**Recorded information**
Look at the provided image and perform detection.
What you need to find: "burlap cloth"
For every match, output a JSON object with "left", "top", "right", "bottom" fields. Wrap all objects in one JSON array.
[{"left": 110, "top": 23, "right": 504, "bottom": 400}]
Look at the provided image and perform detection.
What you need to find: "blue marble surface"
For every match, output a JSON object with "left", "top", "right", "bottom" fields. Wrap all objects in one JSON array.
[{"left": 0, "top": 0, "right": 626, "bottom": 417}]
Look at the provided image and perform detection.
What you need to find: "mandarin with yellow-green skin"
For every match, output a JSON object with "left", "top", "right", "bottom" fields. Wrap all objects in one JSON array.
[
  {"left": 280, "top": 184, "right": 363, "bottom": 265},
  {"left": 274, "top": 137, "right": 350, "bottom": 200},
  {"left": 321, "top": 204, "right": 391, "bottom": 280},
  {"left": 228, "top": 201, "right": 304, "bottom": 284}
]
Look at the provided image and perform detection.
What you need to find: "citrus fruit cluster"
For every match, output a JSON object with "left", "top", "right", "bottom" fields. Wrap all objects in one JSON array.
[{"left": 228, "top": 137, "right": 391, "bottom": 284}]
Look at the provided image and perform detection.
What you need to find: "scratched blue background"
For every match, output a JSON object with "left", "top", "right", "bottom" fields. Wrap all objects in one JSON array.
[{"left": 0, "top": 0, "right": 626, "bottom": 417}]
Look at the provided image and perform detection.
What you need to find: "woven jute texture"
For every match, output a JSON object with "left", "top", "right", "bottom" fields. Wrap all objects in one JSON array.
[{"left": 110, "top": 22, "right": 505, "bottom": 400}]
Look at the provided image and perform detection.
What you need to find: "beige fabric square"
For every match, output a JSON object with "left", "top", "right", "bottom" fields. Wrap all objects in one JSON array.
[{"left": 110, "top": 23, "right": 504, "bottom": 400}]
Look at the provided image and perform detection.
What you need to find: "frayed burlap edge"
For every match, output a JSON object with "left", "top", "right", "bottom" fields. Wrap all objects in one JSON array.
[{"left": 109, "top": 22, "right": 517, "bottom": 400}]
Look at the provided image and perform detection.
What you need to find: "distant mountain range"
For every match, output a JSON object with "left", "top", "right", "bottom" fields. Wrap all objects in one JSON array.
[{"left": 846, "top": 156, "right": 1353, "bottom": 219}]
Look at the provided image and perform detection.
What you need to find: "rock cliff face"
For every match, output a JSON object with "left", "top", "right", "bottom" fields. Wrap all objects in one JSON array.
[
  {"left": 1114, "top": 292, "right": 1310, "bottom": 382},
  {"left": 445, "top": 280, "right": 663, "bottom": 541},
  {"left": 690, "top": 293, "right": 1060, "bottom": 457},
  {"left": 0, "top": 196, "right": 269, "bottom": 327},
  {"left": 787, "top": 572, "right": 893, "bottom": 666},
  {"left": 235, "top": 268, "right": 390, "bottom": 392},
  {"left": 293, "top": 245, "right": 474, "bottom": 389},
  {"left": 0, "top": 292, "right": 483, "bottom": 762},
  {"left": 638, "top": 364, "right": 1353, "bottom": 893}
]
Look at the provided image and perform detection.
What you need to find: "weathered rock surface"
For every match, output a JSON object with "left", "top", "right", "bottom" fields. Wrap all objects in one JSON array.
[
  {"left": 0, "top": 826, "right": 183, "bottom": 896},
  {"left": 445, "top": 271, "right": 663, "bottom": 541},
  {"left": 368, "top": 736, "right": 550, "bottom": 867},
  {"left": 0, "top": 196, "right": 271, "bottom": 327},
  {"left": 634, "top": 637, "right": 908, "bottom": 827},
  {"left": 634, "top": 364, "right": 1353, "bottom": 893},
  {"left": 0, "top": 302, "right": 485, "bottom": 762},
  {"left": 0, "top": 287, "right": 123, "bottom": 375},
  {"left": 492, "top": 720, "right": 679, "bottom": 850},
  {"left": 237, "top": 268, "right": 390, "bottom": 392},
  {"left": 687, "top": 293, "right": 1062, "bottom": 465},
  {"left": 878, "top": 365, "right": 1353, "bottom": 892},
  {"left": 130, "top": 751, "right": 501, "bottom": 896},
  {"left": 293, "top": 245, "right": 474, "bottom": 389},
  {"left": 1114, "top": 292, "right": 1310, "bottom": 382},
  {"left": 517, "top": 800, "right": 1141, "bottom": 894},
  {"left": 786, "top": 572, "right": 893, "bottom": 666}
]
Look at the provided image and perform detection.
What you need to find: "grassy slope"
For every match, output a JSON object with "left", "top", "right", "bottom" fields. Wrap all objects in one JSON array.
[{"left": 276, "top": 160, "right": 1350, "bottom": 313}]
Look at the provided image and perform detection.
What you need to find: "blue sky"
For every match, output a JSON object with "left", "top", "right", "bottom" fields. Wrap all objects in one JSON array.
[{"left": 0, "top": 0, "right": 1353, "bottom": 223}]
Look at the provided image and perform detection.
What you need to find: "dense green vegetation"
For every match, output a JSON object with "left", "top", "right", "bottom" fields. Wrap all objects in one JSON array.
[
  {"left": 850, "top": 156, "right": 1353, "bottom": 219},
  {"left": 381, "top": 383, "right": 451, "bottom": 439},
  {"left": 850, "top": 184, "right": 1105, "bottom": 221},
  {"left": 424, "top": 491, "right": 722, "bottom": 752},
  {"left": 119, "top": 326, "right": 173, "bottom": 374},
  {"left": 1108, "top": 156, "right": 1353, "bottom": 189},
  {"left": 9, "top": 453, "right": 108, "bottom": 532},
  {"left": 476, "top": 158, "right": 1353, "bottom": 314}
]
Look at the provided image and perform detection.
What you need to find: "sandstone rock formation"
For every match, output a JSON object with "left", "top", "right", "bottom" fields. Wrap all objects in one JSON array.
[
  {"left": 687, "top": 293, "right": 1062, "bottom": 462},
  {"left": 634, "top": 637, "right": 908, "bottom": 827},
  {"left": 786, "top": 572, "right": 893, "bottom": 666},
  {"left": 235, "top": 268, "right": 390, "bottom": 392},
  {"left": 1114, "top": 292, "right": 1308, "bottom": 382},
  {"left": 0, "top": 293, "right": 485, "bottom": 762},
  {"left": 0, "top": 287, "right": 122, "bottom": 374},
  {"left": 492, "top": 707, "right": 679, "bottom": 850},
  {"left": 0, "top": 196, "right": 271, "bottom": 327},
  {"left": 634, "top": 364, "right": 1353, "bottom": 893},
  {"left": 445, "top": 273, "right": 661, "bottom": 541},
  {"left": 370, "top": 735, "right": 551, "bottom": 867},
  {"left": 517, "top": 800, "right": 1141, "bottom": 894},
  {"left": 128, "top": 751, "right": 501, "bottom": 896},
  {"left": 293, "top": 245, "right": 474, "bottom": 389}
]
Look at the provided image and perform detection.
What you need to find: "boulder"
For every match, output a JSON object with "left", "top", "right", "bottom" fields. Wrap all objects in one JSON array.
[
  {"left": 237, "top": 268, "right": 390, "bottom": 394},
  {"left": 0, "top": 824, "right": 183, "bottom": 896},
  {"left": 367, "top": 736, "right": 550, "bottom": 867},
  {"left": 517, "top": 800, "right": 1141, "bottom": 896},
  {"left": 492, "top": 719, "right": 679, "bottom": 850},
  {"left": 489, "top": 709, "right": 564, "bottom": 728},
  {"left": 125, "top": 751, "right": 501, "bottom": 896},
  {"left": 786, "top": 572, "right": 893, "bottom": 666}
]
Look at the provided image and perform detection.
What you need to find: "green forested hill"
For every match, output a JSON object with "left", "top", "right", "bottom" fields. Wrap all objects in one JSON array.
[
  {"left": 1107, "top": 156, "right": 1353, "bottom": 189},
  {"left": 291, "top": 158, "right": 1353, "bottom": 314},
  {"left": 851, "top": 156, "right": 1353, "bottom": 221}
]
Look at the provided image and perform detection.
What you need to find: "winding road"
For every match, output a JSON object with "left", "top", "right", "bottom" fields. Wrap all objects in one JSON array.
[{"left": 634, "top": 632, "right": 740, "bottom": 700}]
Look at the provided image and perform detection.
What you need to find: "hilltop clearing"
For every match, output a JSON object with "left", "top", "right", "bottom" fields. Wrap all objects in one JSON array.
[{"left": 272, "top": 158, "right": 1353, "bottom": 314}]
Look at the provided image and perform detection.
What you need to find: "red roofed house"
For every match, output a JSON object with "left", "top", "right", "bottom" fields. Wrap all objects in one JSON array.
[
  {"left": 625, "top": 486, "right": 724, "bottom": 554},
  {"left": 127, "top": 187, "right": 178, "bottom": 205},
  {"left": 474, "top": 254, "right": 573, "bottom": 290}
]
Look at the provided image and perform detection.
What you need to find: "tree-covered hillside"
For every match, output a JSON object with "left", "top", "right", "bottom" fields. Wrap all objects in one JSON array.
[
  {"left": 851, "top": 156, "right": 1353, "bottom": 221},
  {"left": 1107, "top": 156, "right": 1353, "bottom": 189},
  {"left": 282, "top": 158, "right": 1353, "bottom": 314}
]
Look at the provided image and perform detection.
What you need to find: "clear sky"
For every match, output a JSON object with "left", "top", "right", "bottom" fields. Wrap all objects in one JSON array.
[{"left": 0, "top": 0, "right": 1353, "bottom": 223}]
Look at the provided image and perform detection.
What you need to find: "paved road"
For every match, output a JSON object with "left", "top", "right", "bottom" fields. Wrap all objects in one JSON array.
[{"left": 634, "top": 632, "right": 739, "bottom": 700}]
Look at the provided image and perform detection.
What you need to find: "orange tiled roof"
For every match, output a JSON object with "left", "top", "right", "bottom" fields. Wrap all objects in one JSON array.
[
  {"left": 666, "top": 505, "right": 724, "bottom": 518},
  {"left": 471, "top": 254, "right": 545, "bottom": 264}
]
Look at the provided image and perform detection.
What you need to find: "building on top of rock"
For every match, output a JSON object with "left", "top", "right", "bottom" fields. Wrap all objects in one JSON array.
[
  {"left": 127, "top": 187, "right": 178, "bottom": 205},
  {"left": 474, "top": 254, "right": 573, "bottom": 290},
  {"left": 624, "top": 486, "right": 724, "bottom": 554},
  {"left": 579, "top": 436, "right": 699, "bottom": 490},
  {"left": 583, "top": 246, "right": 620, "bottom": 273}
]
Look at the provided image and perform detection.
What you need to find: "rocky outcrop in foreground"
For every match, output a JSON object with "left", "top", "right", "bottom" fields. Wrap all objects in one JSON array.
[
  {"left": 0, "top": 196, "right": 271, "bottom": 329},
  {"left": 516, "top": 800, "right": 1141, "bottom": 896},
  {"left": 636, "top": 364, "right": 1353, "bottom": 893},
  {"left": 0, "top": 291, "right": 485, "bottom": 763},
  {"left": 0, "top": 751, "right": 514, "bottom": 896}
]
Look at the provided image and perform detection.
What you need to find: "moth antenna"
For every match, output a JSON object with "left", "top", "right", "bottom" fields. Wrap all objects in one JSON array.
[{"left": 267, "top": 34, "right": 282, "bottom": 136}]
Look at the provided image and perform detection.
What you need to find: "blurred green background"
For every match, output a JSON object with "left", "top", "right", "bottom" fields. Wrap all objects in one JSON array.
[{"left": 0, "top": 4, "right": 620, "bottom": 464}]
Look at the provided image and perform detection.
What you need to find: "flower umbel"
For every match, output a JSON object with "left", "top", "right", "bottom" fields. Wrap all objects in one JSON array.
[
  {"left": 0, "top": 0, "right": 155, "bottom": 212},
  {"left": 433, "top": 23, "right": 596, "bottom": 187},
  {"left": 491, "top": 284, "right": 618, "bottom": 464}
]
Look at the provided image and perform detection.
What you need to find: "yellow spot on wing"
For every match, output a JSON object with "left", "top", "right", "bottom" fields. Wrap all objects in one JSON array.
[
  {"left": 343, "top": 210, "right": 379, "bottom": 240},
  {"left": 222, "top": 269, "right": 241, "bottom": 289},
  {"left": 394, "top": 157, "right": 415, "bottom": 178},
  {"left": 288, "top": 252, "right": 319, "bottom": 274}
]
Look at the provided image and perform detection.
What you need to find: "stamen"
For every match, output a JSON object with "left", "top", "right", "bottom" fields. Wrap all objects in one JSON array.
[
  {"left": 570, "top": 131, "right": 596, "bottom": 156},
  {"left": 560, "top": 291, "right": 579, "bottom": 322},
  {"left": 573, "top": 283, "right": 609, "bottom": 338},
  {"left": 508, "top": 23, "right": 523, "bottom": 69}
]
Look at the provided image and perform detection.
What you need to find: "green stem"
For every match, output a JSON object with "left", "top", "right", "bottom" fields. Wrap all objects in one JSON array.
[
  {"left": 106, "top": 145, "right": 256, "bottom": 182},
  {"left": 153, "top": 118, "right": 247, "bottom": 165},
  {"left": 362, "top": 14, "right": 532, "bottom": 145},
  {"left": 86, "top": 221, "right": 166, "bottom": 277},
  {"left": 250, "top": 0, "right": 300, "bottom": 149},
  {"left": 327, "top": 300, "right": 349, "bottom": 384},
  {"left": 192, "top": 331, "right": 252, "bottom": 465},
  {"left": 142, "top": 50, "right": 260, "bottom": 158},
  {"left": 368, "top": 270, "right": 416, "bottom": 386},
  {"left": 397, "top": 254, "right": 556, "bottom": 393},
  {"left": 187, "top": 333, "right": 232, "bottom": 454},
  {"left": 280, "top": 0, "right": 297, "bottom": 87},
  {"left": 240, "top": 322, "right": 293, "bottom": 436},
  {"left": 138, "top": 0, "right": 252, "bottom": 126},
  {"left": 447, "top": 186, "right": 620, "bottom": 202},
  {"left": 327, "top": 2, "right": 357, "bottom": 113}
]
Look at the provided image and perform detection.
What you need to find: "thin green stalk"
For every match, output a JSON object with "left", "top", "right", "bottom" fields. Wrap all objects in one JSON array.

**Task details**
How many lines of the records contain the word "burlap"? Case counts, so reply with only the number.

**Exercise output**
2